**Task brief:** Locate each line in the entries below that contains the word "house" and copy those lines. The match is case-sensitive.

**Records shown:**
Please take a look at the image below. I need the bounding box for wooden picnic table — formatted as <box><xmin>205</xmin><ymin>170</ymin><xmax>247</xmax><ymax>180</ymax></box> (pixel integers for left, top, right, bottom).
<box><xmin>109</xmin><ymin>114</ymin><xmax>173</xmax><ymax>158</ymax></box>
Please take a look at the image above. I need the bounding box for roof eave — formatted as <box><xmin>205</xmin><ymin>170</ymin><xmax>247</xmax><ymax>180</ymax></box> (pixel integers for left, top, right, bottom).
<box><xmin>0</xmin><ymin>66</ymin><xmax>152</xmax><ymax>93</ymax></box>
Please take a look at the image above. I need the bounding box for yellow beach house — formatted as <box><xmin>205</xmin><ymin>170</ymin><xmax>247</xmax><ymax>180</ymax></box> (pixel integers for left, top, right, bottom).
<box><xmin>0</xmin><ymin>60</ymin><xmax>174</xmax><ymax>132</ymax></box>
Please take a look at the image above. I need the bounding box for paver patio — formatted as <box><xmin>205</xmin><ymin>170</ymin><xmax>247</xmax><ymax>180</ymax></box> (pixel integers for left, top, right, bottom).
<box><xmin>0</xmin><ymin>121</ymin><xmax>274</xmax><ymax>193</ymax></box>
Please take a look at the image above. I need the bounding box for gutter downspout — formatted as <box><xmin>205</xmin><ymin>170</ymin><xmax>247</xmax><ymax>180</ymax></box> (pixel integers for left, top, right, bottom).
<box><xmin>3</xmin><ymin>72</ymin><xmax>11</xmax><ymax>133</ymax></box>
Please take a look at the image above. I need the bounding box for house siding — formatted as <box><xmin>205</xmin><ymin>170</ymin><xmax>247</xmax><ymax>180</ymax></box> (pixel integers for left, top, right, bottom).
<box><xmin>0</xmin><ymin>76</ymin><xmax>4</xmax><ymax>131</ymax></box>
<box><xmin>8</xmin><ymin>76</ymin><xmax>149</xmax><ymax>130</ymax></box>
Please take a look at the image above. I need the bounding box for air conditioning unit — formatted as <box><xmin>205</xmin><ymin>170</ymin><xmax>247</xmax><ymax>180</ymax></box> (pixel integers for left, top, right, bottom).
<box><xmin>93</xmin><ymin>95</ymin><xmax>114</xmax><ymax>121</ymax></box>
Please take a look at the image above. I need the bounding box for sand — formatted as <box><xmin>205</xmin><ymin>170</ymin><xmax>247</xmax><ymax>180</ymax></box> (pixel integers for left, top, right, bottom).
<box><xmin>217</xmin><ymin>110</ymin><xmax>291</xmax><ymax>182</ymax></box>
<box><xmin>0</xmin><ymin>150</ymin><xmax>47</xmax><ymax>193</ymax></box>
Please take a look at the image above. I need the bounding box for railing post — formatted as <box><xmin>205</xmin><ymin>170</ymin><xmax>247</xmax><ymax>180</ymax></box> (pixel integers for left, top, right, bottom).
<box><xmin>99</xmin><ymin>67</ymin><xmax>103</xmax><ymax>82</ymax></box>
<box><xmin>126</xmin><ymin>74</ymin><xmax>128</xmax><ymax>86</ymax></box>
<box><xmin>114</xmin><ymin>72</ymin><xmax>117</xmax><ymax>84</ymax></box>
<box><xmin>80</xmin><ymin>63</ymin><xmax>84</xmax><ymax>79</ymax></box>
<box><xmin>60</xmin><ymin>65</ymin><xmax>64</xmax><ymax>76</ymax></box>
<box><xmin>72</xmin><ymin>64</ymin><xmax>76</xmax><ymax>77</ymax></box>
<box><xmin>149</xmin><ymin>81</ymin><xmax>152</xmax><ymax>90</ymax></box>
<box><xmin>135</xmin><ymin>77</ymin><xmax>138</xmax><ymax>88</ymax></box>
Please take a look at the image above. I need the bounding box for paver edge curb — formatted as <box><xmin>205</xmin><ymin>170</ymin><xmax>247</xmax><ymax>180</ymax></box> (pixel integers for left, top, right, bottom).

**Problem solution:**
Please take a look at the image above. I need the bounding box for yellow beach house — formatted as <box><xmin>205</xmin><ymin>170</ymin><xmax>247</xmax><ymax>180</ymax></box> (pixel integers for left, top, right, bottom).
Please take a look at the image above. I need the bounding box for house siding — formatted as <box><xmin>205</xmin><ymin>170</ymin><xmax>247</xmax><ymax>180</ymax></box> (pixel integers for left, top, right, bottom).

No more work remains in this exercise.